■ CONSEGNA DELL'ESERCIZIO 1 ■
Stabilisci se le affermazioni seguenti concordano con l'estratto della pagina, rispondendo sì o no e citando alla lettera le parole decisive: (a) Alice e Bob sono legati al 1978; (b) Eve modifica ciò che ascolta; (c) il nome Eve deriva da una parola inglese che indica chi origlia.
■ CONSEGNA DELL'ESERCIZIO 2 ■
Secondo l'estratto della pagina, quale capitolo della trilogia della cyber è questo?
■ CONSEGNA DELL'ESERCIZIO 3 ■
Riporta senza modifiche il passo dell'estratto della pagina che comincia con le parole contenenti "In questo secondo" e termina con "ma in silenzio.".

■ ESTRATTO DELLA PAGINA ■
· · · · · · ·
Nel 1978 Alice e Bob hanno trasformato la crittografia da formula matematica a racconto umano. Attraverso questi due nomi, il linguaggio della sicurezza è diventato accessibile, narrabile, pedagogico.
Ma ogni buona storia ha bisogno di ostacoli, tensioni, figure ambigue, arbitri imparziali. E così, attorno ad Alice e Bob, si sviluppa un cast ricorrente di personaggi, ciascuno con una funzione simbolica e tecnica. Non sono semplici comparse, ma concetti che aiutano a comprendere e ad affrontare la complessità della fiducia digitale.
In questo secondo capitolo della trilogia della cyber, si intraprende un viaggio nella drammaturgia simbolica della crittografia, dove ogni personaggio rappresenta una maschera necessaria per spiegare l’invisibile. E dove, ancora una volta, chi legge si riconosce.
Ecco chi sono Eve, Mallory, Trent, Peggy e Victor, figure nuove che svolgono un compito ben preciso nella narrazione della complessità della fiducia digitale.
Dopo Alice e Bob, il primo sussurro nel buio arriva da Eve. Il suo nome deriva da eavesdropper, che in inglese indica chi origlia, chi ascolta di nascosto.
Eve non parla, non tocca, non modifica nulla. Non mente e non altera ma è sempre presente. Infatti ascolta tutto, ma in silenzio.
· · · · · · ·
■ MATERIALE FORNITO ■
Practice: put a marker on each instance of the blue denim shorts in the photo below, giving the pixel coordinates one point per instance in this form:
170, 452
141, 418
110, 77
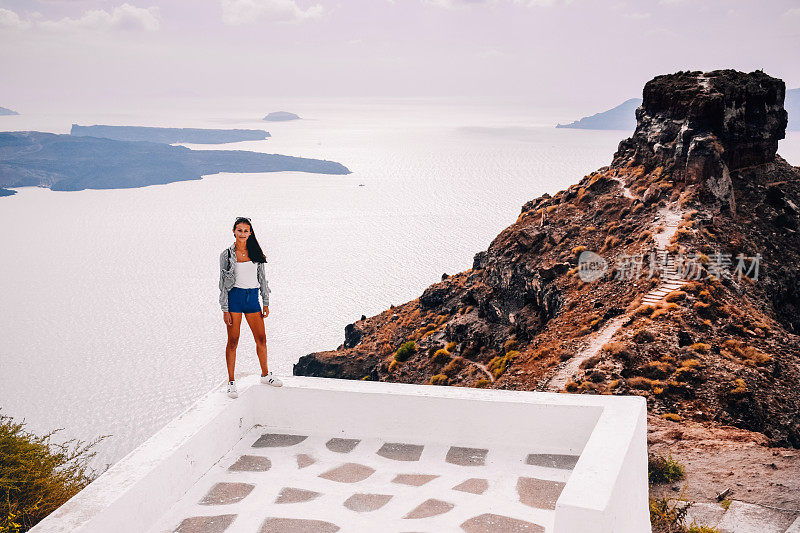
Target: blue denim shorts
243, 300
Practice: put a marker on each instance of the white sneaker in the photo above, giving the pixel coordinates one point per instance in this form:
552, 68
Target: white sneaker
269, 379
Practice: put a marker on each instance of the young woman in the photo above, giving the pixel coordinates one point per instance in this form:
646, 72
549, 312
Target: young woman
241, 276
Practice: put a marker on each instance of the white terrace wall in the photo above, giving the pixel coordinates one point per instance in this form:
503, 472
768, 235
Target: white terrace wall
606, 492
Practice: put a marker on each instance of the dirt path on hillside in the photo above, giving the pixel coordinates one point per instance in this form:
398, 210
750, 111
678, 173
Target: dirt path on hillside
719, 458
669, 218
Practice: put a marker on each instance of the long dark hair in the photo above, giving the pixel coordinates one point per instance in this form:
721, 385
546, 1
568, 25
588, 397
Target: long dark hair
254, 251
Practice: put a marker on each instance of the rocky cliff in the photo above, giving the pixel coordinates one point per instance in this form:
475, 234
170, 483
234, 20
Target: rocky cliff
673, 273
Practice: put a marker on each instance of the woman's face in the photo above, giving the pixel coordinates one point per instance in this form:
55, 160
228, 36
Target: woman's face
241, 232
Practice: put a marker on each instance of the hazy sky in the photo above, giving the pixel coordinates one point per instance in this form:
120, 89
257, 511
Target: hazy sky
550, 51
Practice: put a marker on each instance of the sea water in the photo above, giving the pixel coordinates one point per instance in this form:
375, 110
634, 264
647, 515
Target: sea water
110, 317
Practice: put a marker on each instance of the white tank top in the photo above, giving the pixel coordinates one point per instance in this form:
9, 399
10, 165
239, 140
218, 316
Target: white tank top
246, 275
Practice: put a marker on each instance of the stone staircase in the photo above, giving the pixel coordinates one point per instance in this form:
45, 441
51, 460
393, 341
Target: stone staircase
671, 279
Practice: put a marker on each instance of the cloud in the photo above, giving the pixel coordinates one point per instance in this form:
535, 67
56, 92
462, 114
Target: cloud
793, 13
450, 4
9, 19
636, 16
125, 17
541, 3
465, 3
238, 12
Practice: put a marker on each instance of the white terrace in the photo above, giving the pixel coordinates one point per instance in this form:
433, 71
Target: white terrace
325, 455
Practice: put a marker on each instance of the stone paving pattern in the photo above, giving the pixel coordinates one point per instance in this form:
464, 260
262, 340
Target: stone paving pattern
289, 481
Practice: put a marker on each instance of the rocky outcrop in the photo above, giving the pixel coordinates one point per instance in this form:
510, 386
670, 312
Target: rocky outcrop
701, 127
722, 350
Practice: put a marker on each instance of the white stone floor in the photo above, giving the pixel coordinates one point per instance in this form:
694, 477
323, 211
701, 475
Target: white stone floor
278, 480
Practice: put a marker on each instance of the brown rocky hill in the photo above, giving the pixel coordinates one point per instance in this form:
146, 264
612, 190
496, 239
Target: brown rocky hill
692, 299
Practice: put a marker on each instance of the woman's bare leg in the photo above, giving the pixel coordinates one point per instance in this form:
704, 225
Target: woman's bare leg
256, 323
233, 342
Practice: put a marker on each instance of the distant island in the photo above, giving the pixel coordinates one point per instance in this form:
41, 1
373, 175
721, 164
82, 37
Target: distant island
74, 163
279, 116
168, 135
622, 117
· · · · · · ·
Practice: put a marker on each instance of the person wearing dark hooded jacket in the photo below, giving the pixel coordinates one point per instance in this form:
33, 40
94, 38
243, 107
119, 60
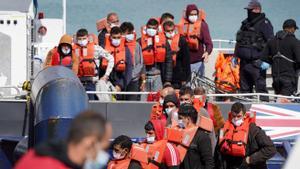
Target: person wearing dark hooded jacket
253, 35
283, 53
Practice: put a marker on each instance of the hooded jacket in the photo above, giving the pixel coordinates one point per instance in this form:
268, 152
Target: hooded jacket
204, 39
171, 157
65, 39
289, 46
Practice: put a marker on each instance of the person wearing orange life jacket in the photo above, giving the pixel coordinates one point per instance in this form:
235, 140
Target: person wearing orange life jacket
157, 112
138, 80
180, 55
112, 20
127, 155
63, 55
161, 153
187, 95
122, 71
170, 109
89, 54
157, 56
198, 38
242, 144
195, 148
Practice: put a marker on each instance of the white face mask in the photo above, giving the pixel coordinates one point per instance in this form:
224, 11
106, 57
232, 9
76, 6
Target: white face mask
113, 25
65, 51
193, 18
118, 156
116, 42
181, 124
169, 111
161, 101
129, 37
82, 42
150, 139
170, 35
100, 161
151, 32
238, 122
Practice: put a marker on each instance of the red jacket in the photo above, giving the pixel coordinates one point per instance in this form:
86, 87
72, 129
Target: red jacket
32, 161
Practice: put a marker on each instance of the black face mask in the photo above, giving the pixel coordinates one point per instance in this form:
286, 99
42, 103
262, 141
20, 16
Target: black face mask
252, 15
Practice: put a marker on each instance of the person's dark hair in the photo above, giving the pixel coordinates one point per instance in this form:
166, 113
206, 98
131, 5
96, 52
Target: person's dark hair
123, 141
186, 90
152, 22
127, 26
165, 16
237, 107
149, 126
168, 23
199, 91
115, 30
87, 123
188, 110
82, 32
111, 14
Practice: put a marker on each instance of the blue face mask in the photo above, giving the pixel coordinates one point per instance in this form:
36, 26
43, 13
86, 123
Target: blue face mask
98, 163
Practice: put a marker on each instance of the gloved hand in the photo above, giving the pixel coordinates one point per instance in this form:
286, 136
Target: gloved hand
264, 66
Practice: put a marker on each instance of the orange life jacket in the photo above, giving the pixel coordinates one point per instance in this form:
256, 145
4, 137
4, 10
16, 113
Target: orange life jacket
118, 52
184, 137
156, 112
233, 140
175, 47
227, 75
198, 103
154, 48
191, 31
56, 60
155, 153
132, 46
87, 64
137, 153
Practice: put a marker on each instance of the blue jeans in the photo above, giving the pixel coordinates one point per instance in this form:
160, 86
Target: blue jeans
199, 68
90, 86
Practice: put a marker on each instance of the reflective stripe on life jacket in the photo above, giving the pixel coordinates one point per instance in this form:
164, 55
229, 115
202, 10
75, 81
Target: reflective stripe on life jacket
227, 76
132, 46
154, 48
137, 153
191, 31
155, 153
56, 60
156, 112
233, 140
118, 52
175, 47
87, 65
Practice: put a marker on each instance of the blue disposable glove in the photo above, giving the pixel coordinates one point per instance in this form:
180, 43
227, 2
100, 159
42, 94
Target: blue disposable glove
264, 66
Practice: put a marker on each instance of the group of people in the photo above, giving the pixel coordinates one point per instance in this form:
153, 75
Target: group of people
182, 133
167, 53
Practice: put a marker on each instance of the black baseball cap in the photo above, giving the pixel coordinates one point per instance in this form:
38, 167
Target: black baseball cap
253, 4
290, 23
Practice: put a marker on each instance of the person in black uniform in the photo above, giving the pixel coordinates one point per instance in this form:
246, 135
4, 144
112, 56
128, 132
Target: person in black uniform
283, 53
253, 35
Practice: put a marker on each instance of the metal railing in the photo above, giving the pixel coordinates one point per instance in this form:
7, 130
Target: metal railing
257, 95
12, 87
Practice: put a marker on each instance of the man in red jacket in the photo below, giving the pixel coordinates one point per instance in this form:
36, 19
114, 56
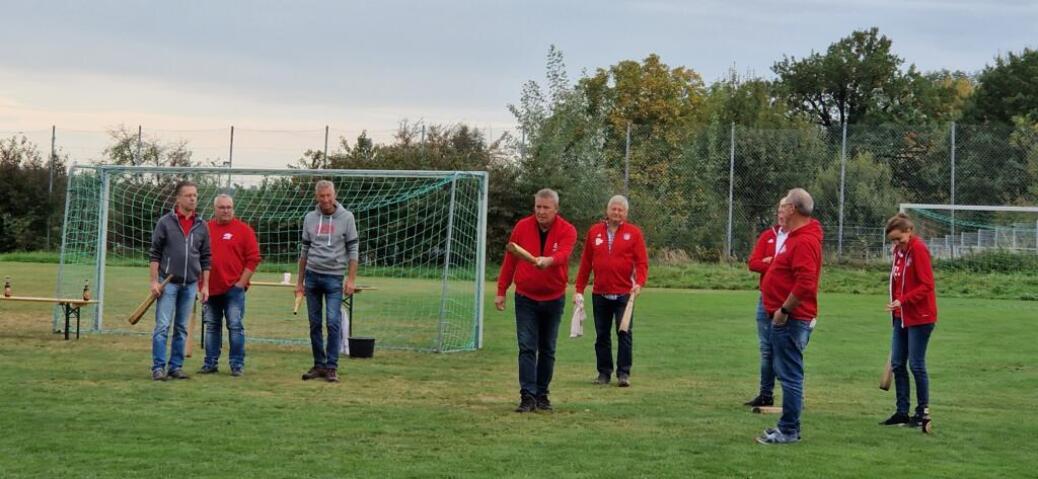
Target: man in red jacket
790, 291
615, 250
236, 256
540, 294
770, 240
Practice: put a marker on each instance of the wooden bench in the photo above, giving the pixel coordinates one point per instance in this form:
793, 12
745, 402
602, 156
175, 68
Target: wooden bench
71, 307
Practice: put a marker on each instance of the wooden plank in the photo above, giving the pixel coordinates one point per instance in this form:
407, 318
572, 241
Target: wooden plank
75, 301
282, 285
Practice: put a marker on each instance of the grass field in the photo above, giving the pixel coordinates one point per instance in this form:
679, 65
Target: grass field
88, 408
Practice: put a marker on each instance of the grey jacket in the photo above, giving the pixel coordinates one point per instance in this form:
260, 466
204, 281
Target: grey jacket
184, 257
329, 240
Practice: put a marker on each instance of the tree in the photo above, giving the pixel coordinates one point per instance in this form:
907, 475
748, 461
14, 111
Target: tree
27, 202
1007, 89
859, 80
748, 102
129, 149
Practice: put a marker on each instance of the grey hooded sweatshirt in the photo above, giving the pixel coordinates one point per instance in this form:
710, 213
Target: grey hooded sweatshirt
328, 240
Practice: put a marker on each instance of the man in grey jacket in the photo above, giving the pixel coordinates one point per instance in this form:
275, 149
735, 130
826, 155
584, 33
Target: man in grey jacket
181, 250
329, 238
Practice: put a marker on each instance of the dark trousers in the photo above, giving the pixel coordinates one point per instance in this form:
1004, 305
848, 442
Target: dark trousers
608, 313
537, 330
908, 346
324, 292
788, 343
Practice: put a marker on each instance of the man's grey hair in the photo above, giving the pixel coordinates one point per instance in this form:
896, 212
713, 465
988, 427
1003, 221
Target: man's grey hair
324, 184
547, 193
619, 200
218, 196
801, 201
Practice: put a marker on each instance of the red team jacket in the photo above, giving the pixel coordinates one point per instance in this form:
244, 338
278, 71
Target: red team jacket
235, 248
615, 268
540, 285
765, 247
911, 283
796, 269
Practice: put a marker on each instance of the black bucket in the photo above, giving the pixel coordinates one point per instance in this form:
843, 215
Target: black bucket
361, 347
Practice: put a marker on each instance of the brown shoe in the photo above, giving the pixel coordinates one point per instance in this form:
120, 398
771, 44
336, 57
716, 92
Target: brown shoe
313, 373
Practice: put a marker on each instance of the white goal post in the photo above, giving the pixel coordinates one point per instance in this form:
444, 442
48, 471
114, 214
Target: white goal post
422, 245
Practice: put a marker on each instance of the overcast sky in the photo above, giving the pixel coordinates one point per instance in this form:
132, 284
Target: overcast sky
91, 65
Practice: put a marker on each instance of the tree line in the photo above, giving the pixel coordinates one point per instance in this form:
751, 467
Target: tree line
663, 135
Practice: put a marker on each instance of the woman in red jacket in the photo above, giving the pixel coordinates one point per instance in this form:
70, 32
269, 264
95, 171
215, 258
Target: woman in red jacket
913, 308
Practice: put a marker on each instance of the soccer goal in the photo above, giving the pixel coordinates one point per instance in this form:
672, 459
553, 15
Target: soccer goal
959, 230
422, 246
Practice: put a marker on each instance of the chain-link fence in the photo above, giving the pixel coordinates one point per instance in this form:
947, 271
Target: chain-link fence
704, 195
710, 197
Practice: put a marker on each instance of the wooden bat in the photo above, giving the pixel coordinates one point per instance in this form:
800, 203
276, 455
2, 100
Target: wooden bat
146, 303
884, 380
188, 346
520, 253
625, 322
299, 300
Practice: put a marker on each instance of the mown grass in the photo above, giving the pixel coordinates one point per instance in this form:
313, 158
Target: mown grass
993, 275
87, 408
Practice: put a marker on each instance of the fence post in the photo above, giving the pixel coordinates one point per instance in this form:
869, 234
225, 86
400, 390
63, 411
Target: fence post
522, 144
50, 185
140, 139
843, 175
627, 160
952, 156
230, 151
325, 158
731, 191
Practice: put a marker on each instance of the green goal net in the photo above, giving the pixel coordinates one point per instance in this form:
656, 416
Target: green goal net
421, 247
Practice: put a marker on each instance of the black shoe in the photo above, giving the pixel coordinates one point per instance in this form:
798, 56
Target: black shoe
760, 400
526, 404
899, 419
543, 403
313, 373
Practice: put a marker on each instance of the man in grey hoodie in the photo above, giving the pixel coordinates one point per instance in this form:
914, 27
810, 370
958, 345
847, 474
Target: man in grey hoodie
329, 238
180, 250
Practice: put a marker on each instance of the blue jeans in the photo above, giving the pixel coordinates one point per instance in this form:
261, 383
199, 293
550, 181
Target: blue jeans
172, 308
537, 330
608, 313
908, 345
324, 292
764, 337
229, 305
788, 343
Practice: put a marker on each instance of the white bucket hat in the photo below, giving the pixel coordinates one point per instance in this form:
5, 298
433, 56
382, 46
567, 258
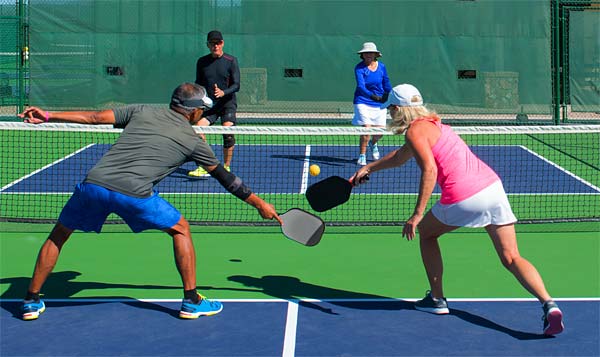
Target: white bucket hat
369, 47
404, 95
· · · · · · ·
■ RISPOSTA ALLA CONSEGNA 1 ■
(a) Sì: «Nel 1978 Alice e Bob hanno trasformato la crittografia da formula matematica a racconto umano.»
(b) No: «Eve non parla, non tocca, non modifica nulla.»
(c) Sì: «Il suo nome deriva da eavesdropper, che in inglese indica chi origlia, chi ascolta di nascosto.»

■ RISPOSTA ALLA CONSEGNA 2 ■
È il secondo capitolo della trilogia della cyber.

■ RISPOSTA ALLA CONSEGNA 3 ■
In questo secondo capitolo della trilogia della cyber, si intraprende un viaggio nella drammaturgia simbolica della crittografia, dove ogni personaggio rappresenta una maschera necessaria per spiegare l’invisibile. E dove, ancora una volta, chi legge si riconosce.
Ecco chi sono Eve, Mallory, Trent, Peggy e Victor, figure nuove che svolgono un compito ben preciso nella narrazione della complessità della fiducia digitale.
Dopo Alice e Bob, il primo sussurro nel buio arriva da Eve. Il suo nome deriva da eavesdropper, che in inglese indica chi origlia, chi ascolta di nascosto.
Eve non parla, non tocca, non modifica nulla. Non mente e non altera ma è sempre presente. Infatti ascolta tutto, ma in silenzio.